● WRITTEN TASK
Reproduce every one of the rows below word for word, leaving out the pictures.

● MATERIAL FOR THIS EXERCISE

## begin

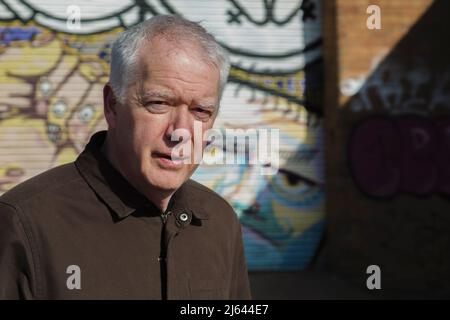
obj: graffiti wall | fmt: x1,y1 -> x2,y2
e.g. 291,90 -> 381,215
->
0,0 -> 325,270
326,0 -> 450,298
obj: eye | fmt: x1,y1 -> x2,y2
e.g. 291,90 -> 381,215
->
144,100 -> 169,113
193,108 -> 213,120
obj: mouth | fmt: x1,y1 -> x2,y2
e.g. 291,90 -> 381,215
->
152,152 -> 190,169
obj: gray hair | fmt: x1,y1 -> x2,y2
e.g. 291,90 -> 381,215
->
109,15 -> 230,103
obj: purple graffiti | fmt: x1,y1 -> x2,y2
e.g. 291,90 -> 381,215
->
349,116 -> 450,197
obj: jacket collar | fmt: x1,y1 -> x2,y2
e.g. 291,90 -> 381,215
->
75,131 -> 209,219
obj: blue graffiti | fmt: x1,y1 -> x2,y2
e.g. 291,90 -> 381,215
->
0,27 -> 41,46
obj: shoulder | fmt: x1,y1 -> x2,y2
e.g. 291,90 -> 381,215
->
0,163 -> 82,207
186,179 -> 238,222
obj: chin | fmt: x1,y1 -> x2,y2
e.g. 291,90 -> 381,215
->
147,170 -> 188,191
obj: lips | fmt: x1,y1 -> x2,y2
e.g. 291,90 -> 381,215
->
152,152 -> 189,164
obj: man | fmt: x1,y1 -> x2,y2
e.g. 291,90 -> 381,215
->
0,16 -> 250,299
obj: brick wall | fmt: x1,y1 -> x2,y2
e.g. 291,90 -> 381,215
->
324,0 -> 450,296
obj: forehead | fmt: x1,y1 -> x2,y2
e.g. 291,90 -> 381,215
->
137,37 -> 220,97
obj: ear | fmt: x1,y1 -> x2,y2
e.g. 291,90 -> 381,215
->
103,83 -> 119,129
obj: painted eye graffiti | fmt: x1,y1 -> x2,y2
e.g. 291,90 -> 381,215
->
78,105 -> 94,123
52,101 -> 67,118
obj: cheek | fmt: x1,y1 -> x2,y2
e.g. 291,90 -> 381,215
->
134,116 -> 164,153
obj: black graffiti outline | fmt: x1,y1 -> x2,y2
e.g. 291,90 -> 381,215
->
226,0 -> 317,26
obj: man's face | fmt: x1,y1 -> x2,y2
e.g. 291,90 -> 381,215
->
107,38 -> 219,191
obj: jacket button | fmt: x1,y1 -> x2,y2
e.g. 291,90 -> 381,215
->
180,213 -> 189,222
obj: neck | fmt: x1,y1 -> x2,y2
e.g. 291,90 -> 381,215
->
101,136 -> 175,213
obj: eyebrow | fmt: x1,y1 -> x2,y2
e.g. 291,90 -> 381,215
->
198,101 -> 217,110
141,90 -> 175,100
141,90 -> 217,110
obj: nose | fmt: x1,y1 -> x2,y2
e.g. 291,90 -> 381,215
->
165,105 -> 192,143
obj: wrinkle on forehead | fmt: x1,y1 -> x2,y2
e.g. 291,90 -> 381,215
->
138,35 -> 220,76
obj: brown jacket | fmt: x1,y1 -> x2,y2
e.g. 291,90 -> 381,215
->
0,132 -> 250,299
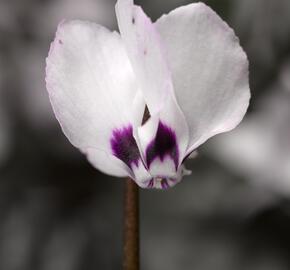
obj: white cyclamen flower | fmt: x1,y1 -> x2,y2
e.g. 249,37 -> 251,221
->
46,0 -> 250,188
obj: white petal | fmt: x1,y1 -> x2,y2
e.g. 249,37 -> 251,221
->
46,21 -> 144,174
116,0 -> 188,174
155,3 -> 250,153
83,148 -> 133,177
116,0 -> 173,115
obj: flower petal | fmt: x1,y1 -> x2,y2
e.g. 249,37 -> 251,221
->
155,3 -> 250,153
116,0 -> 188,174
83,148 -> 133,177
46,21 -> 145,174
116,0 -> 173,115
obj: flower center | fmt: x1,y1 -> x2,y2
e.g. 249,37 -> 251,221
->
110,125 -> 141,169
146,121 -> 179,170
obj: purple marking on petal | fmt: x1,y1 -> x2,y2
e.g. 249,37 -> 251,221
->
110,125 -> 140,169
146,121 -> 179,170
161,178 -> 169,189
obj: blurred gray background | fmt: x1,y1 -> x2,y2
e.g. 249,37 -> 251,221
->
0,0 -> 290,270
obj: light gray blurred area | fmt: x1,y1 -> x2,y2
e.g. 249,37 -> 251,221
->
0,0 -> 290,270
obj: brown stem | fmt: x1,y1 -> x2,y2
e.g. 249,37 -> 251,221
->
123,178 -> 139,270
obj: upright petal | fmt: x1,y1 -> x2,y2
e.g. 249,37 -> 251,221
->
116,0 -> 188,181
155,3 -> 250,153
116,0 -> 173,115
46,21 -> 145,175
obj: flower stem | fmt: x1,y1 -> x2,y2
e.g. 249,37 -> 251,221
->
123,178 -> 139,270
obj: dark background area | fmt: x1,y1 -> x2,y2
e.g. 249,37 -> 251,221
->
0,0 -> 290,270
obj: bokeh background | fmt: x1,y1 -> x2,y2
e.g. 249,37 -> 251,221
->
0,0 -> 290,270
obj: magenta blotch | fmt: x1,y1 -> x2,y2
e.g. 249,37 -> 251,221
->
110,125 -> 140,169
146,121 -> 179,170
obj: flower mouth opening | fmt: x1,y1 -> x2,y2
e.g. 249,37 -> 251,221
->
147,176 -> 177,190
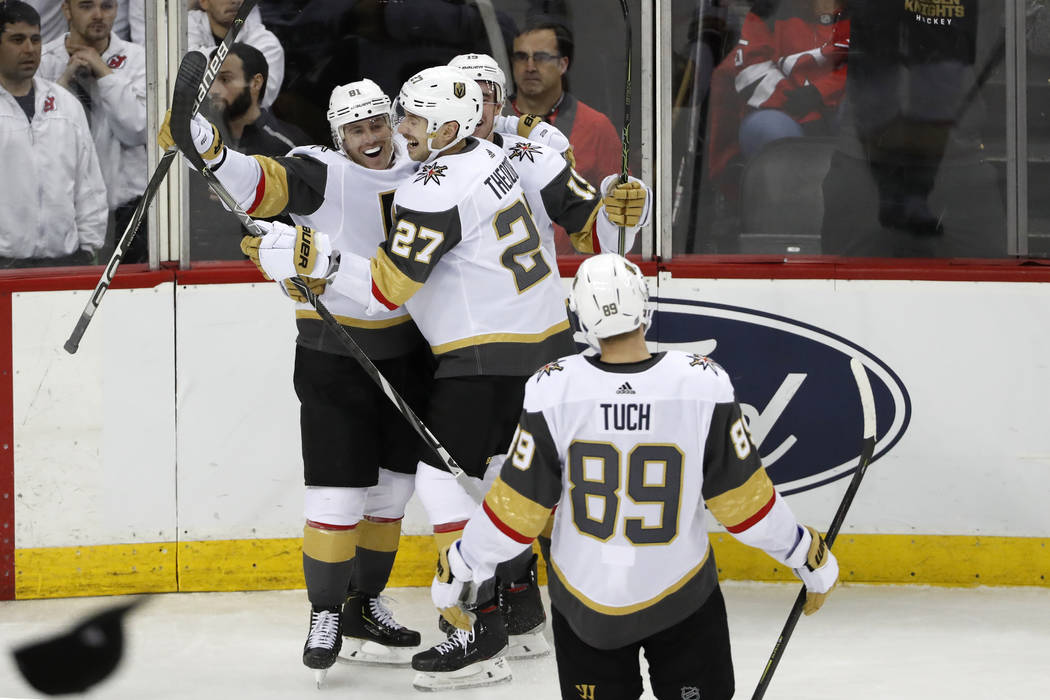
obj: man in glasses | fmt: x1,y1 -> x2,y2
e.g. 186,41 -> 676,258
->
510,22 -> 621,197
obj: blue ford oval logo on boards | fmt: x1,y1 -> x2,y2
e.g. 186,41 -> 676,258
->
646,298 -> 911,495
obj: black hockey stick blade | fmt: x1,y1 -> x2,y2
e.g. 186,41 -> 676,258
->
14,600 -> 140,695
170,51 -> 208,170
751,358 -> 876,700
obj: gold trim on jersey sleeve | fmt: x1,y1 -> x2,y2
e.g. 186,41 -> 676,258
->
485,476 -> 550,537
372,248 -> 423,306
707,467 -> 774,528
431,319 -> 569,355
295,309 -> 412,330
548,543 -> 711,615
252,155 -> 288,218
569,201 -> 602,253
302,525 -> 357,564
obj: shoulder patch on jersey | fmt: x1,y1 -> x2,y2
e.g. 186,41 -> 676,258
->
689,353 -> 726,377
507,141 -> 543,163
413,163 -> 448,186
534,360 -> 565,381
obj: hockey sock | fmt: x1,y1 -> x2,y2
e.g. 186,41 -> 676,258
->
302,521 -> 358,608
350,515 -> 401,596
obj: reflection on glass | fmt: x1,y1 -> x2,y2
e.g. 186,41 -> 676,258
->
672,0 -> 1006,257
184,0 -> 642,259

## end

● TASK SOLUTION
obj: graffiti wall | fmt: x1,y1 -> x2,y2
e.g. 291,90 -> 381,215
->
0,0 -> 325,270
326,0 -> 450,298
obj: eye | fmt: x1,y1 -> x2,y2
e.g. 291,90 -> 381,215
->
144,100 -> 169,113
193,108 -> 213,120
obj: mouth | fmt: x1,y1 -> x2,y2
e.g. 291,90 -> 381,215
->
152,152 -> 190,169
obj: gray hair | fmt: x1,y1 -> x2,y2
e.g. 291,90 -> 381,215
->
109,15 -> 230,103
obj: purple graffiti | fmt: x1,y1 -> x2,y2
e.g. 291,90 -> 381,215
->
349,116 -> 450,197
obj: jacket collar | fmt: x1,y1 -> x2,y2
e.g. 291,90 -> 381,215
->
75,131 -> 209,219
obj: blue graffiti | fmt: x1,y1 -> x2,y2
e.g. 291,90 -> 381,215
->
0,27 -> 41,46
obj: shoulder | fmt: x1,y1 -> x2,y2
e.g. 291,90 -> 381,215
->
0,163 -> 82,207
186,179 -> 238,222
obj: chin | fmt: x1,y1 -> x2,y2
e.g. 291,90 -> 381,215
->
147,170 -> 188,191
obj: lips | fmt: x1,y1 -> x2,y2
e.g. 291,90 -> 381,215
->
152,152 -> 189,164
obj: man | fmt: x1,y1 -> x2,y2
e.g. 291,90 -> 381,215
->
0,16 -> 250,299
obj: brick wall | fmt: x1,y1 -> x2,y2
e.g. 291,90 -> 381,215
->
324,0 -> 450,296
obj: forehead | fmt: x1,y1 -> x2,y2
e.g. 291,90 -> 381,215
->
137,37 -> 220,97
obj: ear | fmt: x1,y1 -> x2,y2
e.g. 291,90 -> 381,215
->
103,83 -> 119,129
obj: painted eye graffiti | fmt: x1,y1 -> x2,y2
e.g. 291,90 -> 381,215
->
78,105 -> 94,123
52,101 -> 67,118
obj: cheek | fmt: x1,y1 -> x2,y2
e.g. 291,90 -> 381,215
->
134,116 -> 164,153
obj: black graffiti outline | fmt: x1,y1 -> x2,y2
e.g. 291,90 -> 381,215
->
226,0 -> 317,26
obj: man's face | fmt: x1,y1 -> x2,y2
e.g. 291,90 -> 381,215
->
107,38 -> 219,191
obj: jacket button | fmt: x1,y1 -> x2,y2
e.g. 291,90 -> 381,215
->
180,213 -> 189,222
obj: neck | fmt: x1,y1 -> x2,y2
e.g. 291,90 -> 381,215
->
101,136 -> 175,213
obj: eyebrow | fmt: x1,y1 -> x2,y2
e.g. 291,90 -> 381,215
->
198,101 -> 217,110
141,90 -> 175,100
141,90 -> 217,110
obj: nose | fmt: x1,y1 -> x2,y2
e.g. 291,90 -> 381,215
->
165,105 -> 192,143
obj: wrinkle on forehead | fmt: x1,y1 -> x2,y2
e.g. 291,90 -> 381,215
->
138,35 -> 220,76
obj: brown jacket | fmt: x1,y1 -> x2,y2
e.g. 291,90 -> 381,215
->
0,132 -> 250,299
obj: white cyclamen flower | fmt: x1,y1 -> x2,y2
e.g. 249,37 -> 251,221
->
46,0 -> 250,188
obj: white petal | fmt: x1,y1 -> x2,y2
e.g. 249,37 -> 251,221
->
46,21 -> 144,174
116,0 -> 188,174
155,3 -> 250,153
83,148 -> 133,177
116,0 -> 173,115
obj: flower petal | fmt: x1,y1 -> x2,y2
e.g. 249,37 -> 251,221
->
155,3 -> 250,153
116,0 -> 188,174
83,148 -> 133,177
46,21 -> 145,174
116,0 -> 173,115
obj: flower center | fmt: x1,y1 -> x2,y2
e.g. 249,37 -> 251,221
->
110,125 -> 141,169
146,121 -> 179,170
obj: purple marking on petal | fmt: x1,y1 -> x2,y2
e.g. 249,37 -> 251,221
->
110,125 -> 140,169
146,121 -> 179,170
161,178 -> 169,189
obj: blurred gray background | fmt: x1,y1 -> x2,y2
e.g. 249,37 -> 251,221
->
0,0 -> 290,270
obj: light gray blurred area | fmt: x1,y1 -> x2,y2
e.g. 249,37 -> 251,221
->
0,0 -> 290,270
obj: brown stem | fmt: x1,y1 -> x2,y2
e.g. 249,37 -> 251,221
->
123,178 -> 139,270
obj: upright petal | fmt: x1,y1 -> x2,y2
e.g. 249,37 -> 251,221
->
116,0 -> 188,181
155,3 -> 250,153
116,0 -> 173,115
46,21 -> 145,175
obj: flower stem | fmt: x1,y1 -> x2,y2
e.g. 249,37 -> 251,221
->
123,178 -> 139,270
obj: dark background area | fmt: x1,y1 -> x2,y2
e.g. 249,37 -> 251,221
->
0,0 -> 290,270
obj: bokeh background | fmt: x1,y1 -> x2,y2
e.g. 249,37 -> 251,221
->
0,0 -> 290,270
obj: magenta blotch | fmt: x1,y1 -> x2,y2
e.g. 249,37 -> 251,221
->
110,125 -> 140,169
146,121 -> 179,170
obj: flower mouth opening | fmt: x1,y1 -> x2,y2
e.g. 249,37 -> 251,221
->
147,176 -> 177,190
obj: man in glasses | fmt: x1,y1 -> x2,y2
e.g. 186,41 -> 676,258
->
510,22 -> 621,197
obj: blue ford oval logo on boards | fmt: x1,y1 -> x2,y2
e.g. 186,41 -> 676,258
->
646,298 -> 911,495
obj: black hockey stick blade | fmt: x1,y1 -> x2,y2
e.g. 186,41 -> 676,258
->
14,600 -> 140,695
170,51 -> 208,170
751,358 -> 876,700
obj: gold trim on jersey sleeve | fmt: x1,y1 -> x2,y2
e.g. 186,41 -> 676,258
->
485,476 -> 550,537
372,248 -> 423,306
707,467 -> 774,528
431,319 -> 569,355
295,309 -> 412,330
548,543 -> 711,615
252,155 -> 288,218
569,201 -> 602,253
302,525 -> 357,564
obj: shoulder patch on jersey | fmt: x1,y1 -> x2,y2
e.g. 186,41 -> 676,258
->
689,353 -> 726,377
507,141 -> 543,163
413,163 -> 448,186
534,360 -> 565,381
obj: hockey sock | fmt: x1,y1 -> x2,y2
e.g. 186,41 -> 676,258
->
302,521 -> 358,608
350,515 -> 401,596
obj: reflection on glass | fmt: x1,y1 -> x2,y2
e.g. 186,41 -> 676,258
->
672,0 -> 1006,257
184,0 -> 642,259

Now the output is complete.